## Given instruction
Rewrite the lines below so that every occurrence of "sample answer" reads "reference answer" and everything else stays unchanged.

## Dataset records
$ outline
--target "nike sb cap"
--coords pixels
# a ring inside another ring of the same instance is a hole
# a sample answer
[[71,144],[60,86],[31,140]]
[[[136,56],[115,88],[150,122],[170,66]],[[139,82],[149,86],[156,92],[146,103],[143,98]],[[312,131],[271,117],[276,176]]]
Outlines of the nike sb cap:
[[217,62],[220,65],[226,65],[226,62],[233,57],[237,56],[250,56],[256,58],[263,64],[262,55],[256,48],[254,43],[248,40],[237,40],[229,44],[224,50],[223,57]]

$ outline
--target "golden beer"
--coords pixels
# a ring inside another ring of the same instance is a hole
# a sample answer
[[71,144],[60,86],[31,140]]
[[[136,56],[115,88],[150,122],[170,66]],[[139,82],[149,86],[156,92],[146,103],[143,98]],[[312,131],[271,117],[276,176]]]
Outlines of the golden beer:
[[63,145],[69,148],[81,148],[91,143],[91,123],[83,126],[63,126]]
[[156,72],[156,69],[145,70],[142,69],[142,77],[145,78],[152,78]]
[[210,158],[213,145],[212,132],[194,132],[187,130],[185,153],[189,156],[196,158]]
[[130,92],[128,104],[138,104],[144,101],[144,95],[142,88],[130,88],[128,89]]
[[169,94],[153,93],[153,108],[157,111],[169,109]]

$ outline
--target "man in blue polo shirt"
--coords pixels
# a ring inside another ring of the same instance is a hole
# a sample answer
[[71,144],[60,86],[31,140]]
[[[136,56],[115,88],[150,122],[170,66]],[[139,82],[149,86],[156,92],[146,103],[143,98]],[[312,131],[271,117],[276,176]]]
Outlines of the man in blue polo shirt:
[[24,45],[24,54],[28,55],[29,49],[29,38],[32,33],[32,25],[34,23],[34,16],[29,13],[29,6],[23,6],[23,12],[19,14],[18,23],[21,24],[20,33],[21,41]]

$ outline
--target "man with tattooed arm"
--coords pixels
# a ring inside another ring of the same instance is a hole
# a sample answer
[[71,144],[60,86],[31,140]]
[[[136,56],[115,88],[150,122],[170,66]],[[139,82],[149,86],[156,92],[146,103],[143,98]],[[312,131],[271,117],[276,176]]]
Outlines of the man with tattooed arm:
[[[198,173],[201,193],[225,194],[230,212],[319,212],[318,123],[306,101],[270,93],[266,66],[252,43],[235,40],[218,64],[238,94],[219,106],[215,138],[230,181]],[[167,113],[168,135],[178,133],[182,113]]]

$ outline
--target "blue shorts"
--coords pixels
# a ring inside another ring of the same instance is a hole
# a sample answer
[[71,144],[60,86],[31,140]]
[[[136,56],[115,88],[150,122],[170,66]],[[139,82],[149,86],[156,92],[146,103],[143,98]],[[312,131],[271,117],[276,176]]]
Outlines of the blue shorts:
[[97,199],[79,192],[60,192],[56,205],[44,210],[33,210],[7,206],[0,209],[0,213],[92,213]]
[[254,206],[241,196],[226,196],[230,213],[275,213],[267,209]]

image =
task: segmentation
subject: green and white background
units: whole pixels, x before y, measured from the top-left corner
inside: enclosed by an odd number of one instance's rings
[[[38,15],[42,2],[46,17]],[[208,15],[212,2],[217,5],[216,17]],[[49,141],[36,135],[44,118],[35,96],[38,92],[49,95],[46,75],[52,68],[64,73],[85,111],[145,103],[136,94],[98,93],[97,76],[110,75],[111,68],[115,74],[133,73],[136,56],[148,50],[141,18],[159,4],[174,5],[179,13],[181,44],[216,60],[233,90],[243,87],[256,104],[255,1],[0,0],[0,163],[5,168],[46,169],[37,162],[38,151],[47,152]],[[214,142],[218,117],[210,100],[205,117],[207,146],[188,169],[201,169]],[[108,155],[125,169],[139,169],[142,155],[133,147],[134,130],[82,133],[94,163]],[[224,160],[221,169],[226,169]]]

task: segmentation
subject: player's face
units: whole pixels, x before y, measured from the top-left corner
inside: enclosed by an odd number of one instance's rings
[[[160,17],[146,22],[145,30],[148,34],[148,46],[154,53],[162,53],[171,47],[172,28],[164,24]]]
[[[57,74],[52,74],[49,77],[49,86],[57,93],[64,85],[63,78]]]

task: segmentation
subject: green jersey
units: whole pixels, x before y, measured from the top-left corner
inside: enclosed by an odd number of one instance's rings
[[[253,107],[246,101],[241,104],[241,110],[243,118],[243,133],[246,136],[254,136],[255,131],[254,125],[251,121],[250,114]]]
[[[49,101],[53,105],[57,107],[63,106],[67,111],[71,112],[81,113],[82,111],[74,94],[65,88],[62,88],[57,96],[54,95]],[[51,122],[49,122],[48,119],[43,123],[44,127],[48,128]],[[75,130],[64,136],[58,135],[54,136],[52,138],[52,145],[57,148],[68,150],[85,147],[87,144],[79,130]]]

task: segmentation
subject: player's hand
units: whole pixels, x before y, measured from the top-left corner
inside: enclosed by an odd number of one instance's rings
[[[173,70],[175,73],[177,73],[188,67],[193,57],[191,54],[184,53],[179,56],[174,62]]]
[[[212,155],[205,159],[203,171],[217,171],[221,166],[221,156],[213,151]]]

## Solved exercise
$ outline
--target "nike sb cap"
--coords pixels
# a ring inside another ring of the same instance is a hole
# a reference answer
[[71,144],[60,86],[31,140]]
[[[136,56],[115,88],[150,122],[170,66]],[[139,82],[149,86],[156,92],[146,103],[143,98]],[[312,131],[271,117],[276,176]]]
Outlines of the nike sb cap:
[[217,62],[220,65],[226,65],[226,62],[233,57],[237,56],[250,56],[256,58],[263,64],[262,55],[256,48],[254,43],[248,40],[237,40],[229,44],[224,50],[223,57]]

$ outline
--target "golden beer"
--coords pixels
# a ring inside another ring of the same instance is a hole
# a reference answer
[[71,144],[60,86],[31,140]]
[[[136,56],[115,88],[150,122],[170,66]],[[139,82],[149,86],[156,92],[146,103],[143,98]],[[312,131],[271,117],[276,176]]]
Outlines of the golden beer:
[[63,145],[69,148],[81,148],[91,143],[91,123],[83,126],[63,126]]
[[156,72],[156,69],[145,70],[142,69],[142,77],[145,78],[152,78]]
[[210,158],[213,145],[212,132],[194,132],[187,130],[185,153],[189,156],[196,158]]
[[130,92],[128,104],[138,104],[144,101],[144,95],[142,88],[130,88],[128,89]]
[[169,94],[153,93],[153,108],[157,111],[169,109]]

$ outline
--target "man in blue polo shirt"
--coords pixels
# a ring inside another ring of the same instance is a hole
# a reference answer
[[71,144],[60,86],[31,140]]
[[[136,56],[115,88],[150,122],[170,66]],[[139,82],[149,86],[156,92],[146,103],[143,98]],[[312,131],[271,117],[276,176]]]
Outlines of the man in blue polo shirt:
[[24,45],[24,54],[28,55],[29,49],[29,38],[32,33],[32,25],[34,23],[34,16],[29,13],[29,6],[23,6],[23,12],[19,14],[18,23],[21,24],[20,33],[21,41]]

$ outline
--target "man with tattooed arm"
--coords pixels
# a ring inside another ring of the same instance is a hole
# a reference answer
[[71,144],[60,86],[31,140]]
[[[136,56],[115,88],[150,122],[170,66]],[[139,82],[149,86],[156,92],[146,103],[143,98]],[[312,131],[271,117],[276,176]]]
Outlines of the man with tattooed arm:
[[[198,173],[201,193],[225,194],[230,212],[319,212],[318,123],[306,101],[270,93],[266,66],[252,43],[235,40],[218,64],[238,94],[219,106],[215,138],[230,181]],[[167,113],[168,135],[178,133],[182,113]]]

$ outline
--target "blue shorts"
--coords pixels
# a ring inside another ring of the same instance is a hole
# a reference answer
[[71,144],[60,86],[31,140]]
[[[136,56],[115,88],[150,122],[170,66]],[[139,82],[149,86],[156,92],[146,103],[143,98]],[[312,131],[271,117],[276,176]]]
Outlines of the blue shorts:
[[97,199],[79,192],[60,192],[56,205],[44,210],[33,210],[7,206],[0,209],[0,213],[92,213]]
[[254,206],[241,196],[226,196],[230,213],[275,213],[267,209]]

image =
task: segmentation
subject: green and white background
units: whole pixels, x before y, measured from the top-left corner
inside: enclosed by an odd number of one instance's rings
[[[38,15],[42,2],[46,17]],[[208,15],[212,2],[217,5],[216,17]],[[49,141],[36,135],[44,118],[35,96],[38,92],[49,95],[46,75],[52,68],[64,73],[85,111],[145,103],[136,94],[98,93],[97,76],[110,75],[111,68],[115,74],[133,73],[136,56],[148,50],[141,18],[159,4],[174,5],[179,13],[181,44],[216,60],[233,90],[243,87],[256,104],[255,1],[0,0],[0,163],[5,168],[46,169],[37,162],[38,151],[47,152]],[[214,142],[218,117],[210,100],[205,117],[207,146],[188,169],[201,169]],[[108,155],[125,169],[139,169],[142,155],[133,147],[134,130],[82,133],[94,163]],[[224,160],[221,169],[226,169]]]

task: segmentation
subject: player's face
units: whole pixels, x before y, measured from the top-left corner
inside: enclosed by an odd number of one instance's rings
[[[160,17],[146,22],[145,30],[148,34],[148,46],[154,53],[162,53],[171,47],[172,28],[164,24]]]
[[[57,74],[52,74],[49,77],[49,86],[57,93],[64,85],[63,78]]]

task: segmentation
subject: green jersey
units: whole pixels, x before y, measured from the top-left corner
inside: enclosed by an odd number of one instance's rings
[[[253,107],[246,101],[241,104],[241,110],[243,118],[243,133],[246,136],[254,136],[255,131],[254,125],[251,121],[250,114]]]
[[[49,101],[53,105],[57,107],[63,106],[67,111],[71,112],[81,113],[82,111],[74,94],[65,88],[62,88],[57,96],[54,95]],[[51,122],[49,122],[48,119],[43,123],[44,127],[48,128]],[[75,130],[64,136],[58,135],[54,136],[52,138],[52,145],[57,148],[68,150],[85,147],[87,144],[79,130]]]

task: segmentation
subject: player's hand
units: whole pixels, x before y, measured from the top-left corner
inside: enclosed by an odd number of one instance's rings
[[[173,70],[175,73],[177,73],[188,67],[193,57],[191,54],[184,53],[179,56],[174,62]]]
[[[212,155],[205,159],[203,171],[217,171],[221,166],[221,156],[213,151]]]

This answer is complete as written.